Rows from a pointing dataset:

▬▬▬▬▬▬▬▬▬▬

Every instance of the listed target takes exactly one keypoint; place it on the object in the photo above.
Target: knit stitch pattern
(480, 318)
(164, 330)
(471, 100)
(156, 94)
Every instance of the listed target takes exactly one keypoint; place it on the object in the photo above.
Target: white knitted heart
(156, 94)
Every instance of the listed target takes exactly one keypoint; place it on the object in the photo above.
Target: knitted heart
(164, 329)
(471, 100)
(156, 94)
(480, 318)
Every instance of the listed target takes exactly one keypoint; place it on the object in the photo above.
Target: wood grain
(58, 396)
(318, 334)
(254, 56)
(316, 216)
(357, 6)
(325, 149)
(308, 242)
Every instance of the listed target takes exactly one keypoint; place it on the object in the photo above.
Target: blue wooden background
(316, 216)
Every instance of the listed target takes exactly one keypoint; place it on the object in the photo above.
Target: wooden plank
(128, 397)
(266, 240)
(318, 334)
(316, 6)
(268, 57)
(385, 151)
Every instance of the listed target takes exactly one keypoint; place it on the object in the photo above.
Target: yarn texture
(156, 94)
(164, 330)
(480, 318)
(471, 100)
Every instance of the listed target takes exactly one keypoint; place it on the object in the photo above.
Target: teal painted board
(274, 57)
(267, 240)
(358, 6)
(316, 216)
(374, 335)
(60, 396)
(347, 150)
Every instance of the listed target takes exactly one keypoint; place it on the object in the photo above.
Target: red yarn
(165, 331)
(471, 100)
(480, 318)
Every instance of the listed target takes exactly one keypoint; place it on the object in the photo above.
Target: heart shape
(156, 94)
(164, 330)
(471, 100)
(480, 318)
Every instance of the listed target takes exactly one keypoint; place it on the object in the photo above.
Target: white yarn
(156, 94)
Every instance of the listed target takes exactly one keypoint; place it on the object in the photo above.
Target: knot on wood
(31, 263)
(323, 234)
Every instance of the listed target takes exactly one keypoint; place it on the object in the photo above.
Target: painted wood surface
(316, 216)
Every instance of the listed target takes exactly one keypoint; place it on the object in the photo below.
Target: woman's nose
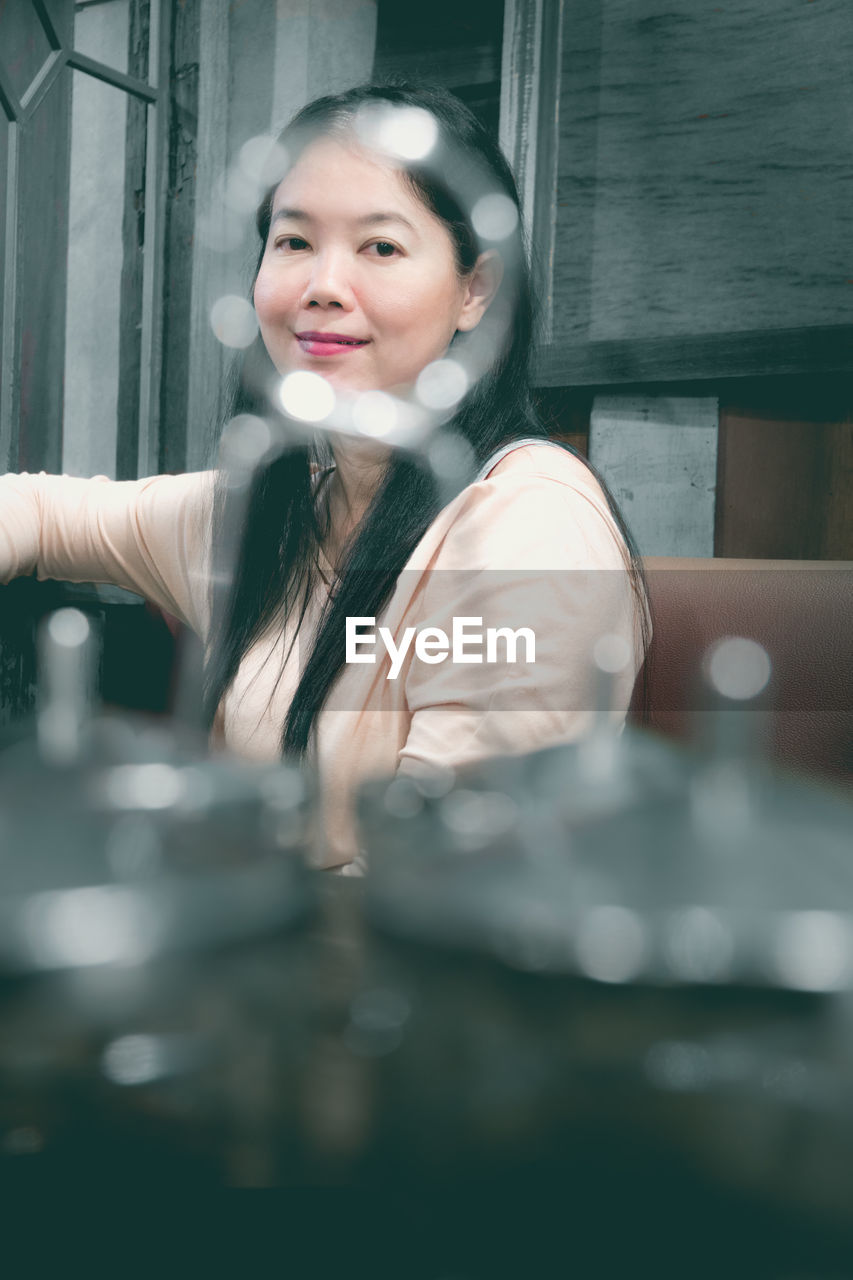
(328, 283)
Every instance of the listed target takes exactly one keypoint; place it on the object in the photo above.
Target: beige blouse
(533, 545)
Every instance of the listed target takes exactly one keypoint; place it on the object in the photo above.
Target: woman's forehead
(346, 173)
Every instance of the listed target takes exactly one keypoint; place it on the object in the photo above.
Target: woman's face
(359, 278)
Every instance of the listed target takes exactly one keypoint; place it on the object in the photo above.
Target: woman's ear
(482, 286)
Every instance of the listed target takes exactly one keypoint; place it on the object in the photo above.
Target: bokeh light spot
(233, 320)
(611, 653)
(404, 132)
(375, 414)
(442, 384)
(264, 160)
(495, 216)
(738, 668)
(813, 950)
(306, 397)
(611, 944)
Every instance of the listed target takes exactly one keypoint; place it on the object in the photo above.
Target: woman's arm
(533, 551)
(150, 536)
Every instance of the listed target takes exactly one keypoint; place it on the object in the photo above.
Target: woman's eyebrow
(368, 220)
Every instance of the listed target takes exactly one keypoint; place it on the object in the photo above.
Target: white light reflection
(451, 457)
(442, 384)
(306, 397)
(89, 926)
(133, 1060)
(611, 653)
(738, 668)
(680, 1066)
(611, 944)
(813, 951)
(495, 216)
(264, 160)
(697, 945)
(375, 414)
(404, 132)
(246, 440)
(68, 629)
(475, 818)
(233, 320)
(402, 799)
(144, 786)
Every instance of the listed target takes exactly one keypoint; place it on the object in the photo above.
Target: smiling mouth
(328, 343)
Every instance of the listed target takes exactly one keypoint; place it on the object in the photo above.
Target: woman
(366, 274)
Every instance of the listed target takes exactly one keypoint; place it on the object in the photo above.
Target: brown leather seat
(799, 611)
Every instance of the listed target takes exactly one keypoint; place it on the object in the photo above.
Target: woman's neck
(359, 469)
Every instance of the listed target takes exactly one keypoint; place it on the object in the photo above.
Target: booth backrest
(799, 611)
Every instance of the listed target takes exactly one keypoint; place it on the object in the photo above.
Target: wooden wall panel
(785, 471)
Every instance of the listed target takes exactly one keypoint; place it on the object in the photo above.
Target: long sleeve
(534, 551)
(150, 536)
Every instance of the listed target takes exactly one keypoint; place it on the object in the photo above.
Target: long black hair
(277, 570)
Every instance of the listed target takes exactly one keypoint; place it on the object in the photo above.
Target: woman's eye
(384, 248)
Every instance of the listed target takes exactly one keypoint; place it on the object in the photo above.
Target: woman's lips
(328, 343)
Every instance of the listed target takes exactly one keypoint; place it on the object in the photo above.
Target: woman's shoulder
(546, 460)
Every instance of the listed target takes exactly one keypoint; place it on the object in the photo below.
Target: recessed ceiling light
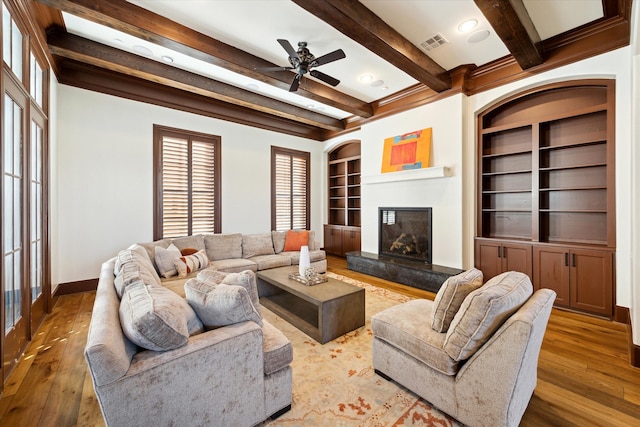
(468, 25)
(142, 50)
(366, 78)
(478, 36)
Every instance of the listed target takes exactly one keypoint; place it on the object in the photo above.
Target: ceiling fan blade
(293, 55)
(329, 57)
(295, 83)
(324, 77)
(273, 68)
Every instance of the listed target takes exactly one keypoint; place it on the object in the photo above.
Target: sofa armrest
(217, 378)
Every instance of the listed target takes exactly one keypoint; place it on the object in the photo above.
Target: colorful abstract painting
(409, 151)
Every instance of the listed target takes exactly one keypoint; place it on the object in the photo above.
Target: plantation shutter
(188, 194)
(290, 189)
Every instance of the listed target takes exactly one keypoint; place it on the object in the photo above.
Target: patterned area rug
(335, 385)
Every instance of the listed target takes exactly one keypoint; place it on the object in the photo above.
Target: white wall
(444, 195)
(103, 177)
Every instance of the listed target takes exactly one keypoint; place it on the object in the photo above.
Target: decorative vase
(304, 261)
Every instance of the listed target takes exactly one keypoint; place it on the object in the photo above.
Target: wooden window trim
(293, 153)
(158, 133)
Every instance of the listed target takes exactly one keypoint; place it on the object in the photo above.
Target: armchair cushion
(155, 318)
(483, 311)
(450, 296)
(406, 327)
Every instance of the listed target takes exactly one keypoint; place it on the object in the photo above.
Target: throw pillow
(220, 305)
(450, 296)
(223, 246)
(131, 272)
(165, 258)
(130, 255)
(296, 239)
(257, 244)
(246, 279)
(190, 263)
(483, 311)
(155, 318)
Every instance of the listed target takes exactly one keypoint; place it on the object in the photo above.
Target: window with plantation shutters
(289, 189)
(186, 182)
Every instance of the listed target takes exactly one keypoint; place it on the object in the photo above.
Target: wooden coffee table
(324, 311)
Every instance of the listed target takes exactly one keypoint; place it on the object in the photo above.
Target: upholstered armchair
(473, 351)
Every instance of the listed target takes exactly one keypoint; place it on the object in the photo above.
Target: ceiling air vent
(433, 42)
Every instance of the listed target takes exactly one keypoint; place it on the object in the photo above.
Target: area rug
(335, 385)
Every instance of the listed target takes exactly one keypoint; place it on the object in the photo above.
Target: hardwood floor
(584, 377)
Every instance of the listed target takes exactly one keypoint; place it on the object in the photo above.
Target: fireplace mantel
(408, 175)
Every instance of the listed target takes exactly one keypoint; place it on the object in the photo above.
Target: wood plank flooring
(584, 377)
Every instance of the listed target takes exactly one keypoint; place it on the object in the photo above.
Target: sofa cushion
(407, 326)
(266, 262)
(257, 244)
(450, 296)
(223, 246)
(278, 350)
(278, 238)
(484, 310)
(132, 272)
(155, 318)
(150, 248)
(190, 263)
(295, 240)
(246, 279)
(220, 305)
(196, 242)
(165, 258)
(135, 256)
(234, 265)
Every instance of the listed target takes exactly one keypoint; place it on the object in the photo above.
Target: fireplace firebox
(405, 233)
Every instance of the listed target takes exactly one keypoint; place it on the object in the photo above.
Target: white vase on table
(305, 262)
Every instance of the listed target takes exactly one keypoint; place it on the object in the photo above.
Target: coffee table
(324, 311)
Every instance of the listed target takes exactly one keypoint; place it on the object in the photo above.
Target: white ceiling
(255, 25)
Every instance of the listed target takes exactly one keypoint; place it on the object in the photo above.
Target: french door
(24, 280)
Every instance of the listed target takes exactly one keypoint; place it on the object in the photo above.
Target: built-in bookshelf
(546, 191)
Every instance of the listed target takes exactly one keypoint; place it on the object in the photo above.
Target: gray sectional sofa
(194, 349)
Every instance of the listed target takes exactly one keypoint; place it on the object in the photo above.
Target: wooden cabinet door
(350, 240)
(487, 258)
(333, 240)
(551, 270)
(592, 281)
(517, 257)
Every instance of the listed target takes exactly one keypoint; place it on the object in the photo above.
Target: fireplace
(405, 233)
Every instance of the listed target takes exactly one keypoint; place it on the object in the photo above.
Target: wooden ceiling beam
(355, 21)
(139, 22)
(512, 23)
(80, 49)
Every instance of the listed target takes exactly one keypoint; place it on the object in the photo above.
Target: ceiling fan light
(468, 25)
(366, 78)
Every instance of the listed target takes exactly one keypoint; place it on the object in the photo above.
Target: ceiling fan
(302, 61)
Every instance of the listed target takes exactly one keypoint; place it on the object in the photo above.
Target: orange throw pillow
(295, 239)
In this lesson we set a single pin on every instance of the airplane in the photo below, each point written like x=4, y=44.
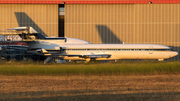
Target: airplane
x=76, y=49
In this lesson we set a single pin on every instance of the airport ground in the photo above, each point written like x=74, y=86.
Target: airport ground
x=88, y=88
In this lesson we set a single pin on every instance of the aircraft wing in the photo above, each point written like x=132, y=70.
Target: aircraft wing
x=88, y=56
x=46, y=53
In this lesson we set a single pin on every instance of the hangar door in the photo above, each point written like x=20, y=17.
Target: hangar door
x=42, y=17
x=128, y=23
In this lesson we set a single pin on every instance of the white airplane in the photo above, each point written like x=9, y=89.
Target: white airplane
x=77, y=49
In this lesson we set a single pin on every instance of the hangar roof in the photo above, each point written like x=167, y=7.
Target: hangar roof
x=87, y=1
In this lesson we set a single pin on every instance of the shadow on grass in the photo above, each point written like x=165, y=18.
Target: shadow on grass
x=75, y=95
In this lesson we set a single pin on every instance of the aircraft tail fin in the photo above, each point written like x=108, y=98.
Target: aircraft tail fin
x=27, y=33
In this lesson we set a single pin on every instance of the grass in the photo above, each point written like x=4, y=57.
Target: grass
x=123, y=68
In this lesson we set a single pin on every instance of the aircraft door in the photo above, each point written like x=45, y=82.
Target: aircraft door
x=150, y=50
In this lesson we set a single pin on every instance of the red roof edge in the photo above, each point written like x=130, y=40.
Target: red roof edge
x=88, y=1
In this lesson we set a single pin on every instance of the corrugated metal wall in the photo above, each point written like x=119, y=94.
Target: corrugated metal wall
x=128, y=23
x=44, y=18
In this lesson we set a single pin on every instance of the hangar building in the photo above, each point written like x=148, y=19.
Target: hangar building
x=98, y=21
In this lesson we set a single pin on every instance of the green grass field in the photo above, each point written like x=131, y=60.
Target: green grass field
x=122, y=68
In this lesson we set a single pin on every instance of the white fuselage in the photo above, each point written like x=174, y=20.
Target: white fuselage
x=117, y=51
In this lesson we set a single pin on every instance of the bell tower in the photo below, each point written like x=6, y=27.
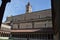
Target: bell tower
x=28, y=8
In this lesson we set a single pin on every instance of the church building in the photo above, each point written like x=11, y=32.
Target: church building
x=31, y=25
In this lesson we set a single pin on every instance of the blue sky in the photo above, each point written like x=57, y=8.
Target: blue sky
x=17, y=7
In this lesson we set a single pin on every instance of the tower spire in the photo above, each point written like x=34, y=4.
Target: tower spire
x=28, y=7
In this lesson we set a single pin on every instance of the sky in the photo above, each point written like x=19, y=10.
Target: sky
x=17, y=7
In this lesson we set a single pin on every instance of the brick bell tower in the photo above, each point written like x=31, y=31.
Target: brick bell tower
x=28, y=8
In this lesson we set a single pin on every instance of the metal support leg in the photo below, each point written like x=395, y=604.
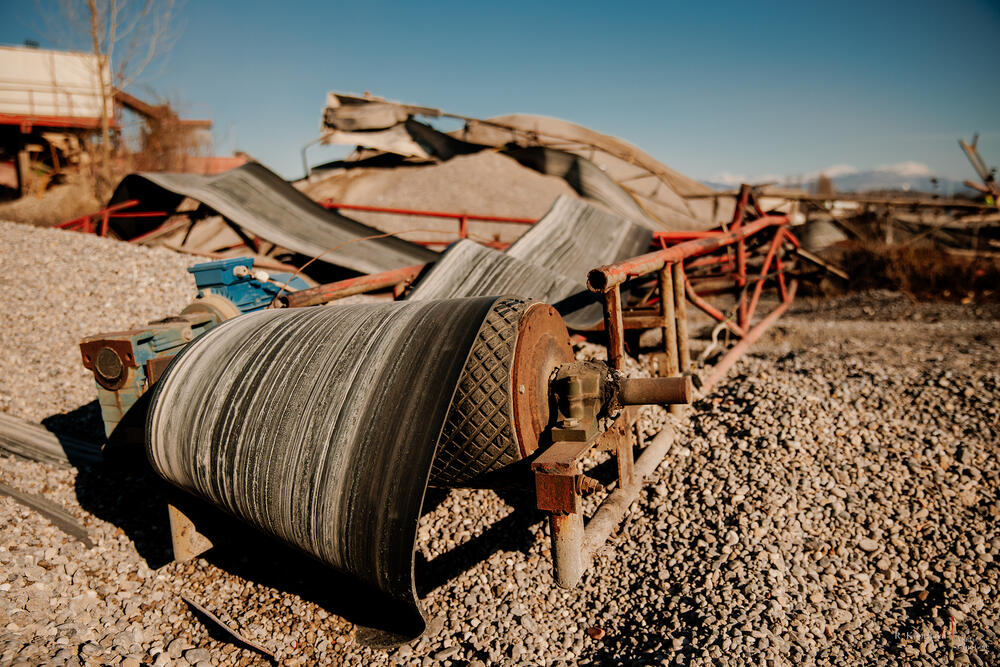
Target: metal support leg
x=567, y=548
x=614, y=327
x=680, y=308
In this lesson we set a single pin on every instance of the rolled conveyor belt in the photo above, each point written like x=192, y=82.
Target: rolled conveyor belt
x=322, y=426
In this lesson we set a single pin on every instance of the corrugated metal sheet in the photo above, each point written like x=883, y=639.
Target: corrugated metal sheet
x=265, y=205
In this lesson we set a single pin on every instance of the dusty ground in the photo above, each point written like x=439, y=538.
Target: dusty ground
x=836, y=501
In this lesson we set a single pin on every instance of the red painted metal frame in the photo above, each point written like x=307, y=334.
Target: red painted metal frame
x=88, y=223
x=749, y=223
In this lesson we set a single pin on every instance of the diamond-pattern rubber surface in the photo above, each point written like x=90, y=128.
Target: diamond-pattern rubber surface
x=478, y=434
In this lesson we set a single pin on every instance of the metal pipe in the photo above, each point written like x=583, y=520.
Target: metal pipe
x=614, y=327
x=655, y=391
x=613, y=509
x=680, y=304
x=567, y=548
x=759, y=287
x=669, y=330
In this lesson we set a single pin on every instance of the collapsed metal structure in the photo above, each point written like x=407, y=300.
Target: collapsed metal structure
x=324, y=426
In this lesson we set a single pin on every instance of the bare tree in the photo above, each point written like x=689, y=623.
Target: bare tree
x=125, y=36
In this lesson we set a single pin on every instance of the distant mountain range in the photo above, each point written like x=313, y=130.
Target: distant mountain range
x=905, y=177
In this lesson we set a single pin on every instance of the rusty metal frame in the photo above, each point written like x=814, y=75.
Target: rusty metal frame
x=98, y=222
x=559, y=481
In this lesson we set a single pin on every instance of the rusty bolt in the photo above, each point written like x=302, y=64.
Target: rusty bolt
x=587, y=485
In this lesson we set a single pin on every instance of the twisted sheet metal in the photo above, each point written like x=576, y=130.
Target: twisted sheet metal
x=320, y=426
x=265, y=205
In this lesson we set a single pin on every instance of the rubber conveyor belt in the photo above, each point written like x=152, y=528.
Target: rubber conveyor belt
x=321, y=426
x=549, y=262
x=265, y=205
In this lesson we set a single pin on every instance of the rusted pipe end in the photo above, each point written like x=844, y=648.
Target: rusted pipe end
x=598, y=279
x=656, y=391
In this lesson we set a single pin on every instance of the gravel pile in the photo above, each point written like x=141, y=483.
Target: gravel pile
x=61, y=286
x=837, y=500
x=484, y=183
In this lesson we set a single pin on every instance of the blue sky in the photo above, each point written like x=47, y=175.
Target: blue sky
x=750, y=89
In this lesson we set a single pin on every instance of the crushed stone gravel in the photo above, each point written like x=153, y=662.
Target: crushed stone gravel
x=836, y=500
x=61, y=286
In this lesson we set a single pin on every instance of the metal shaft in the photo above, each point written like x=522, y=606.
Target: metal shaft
x=655, y=391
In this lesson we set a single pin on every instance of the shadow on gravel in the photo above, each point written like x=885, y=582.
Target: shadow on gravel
x=512, y=533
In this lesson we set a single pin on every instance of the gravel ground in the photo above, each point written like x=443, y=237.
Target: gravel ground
x=61, y=286
x=836, y=501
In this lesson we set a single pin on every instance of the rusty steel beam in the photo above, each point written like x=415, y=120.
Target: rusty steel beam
x=719, y=370
x=604, y=278
x=338, y=290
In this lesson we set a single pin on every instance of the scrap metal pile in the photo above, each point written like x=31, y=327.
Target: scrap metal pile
x=323, y=426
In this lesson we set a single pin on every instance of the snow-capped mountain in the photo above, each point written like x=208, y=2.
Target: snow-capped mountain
x=905, y=177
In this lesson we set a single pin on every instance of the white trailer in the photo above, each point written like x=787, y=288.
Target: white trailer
x=47, y=88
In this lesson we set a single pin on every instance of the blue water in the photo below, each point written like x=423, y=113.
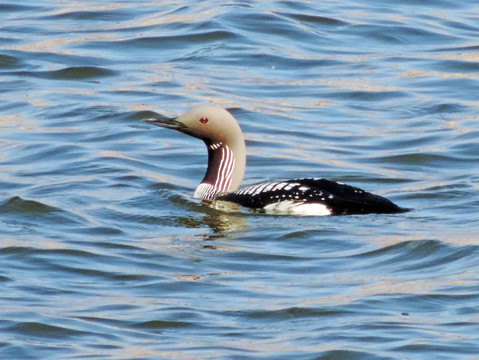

▬▬▬▬▬▬▬▬▬▬

* **Description of the task**
Arrange the records as a Markdown table with columns n and Line, numbering each row and omitting blank lines. Begin at the line that has "like x=153, y=662." and stop after the line that has "x=323, y=426".

* **Completed exercise**
| n | Line |
|---|---|
| 1 | In this lesson we set a single pin on every instance of the crushed stone gravel in the photo above, each point written like x=153, y=662. |
| 2 | Target: crushed stone gravel |
| 3 | x=836, y=500 |
| 4 | x=61, y=286 |
| 5 | In this lesson we set a single pin on every instance of the metal shaft in the photo above, each point written like x=522, y=606. |
| 6 | Target: metal shaft |
| 7 | x=655, y=391 |
| 8 | In this lesson we set a single pin on every instance of the shadow on gravel in the photo above, each point written like x=885, y=582. |
| 9 | Target: shadow on gravel |
| 10 | x=512, y=533 |
| 11 | In this lesson we set a single pin on every instance of the gravel ground in the photo above, each point written like x=443, y=237. |
| 12 | Target: gravel ground |
| 13 | x=61, y=286 |
| 14 | x=836, y=501 |
| 15 | In this lesson we set a single pin on every instance of the rusty steel beam in the photo above, each point written like x=415, y=120. |
| 16 | Target: rusty steel beam |
| 17 | x=719, y=370 |
| 18 | x=604, y=278 |
| 19 | x=338, y=290 |
| 20 | In this lesson we set a single pin on every instance of the scrap metal pile in the photo above, each point written like x=31, y=327. |
| 21 | Target: scrap metal pile |
| 22 | x=323, y=426 |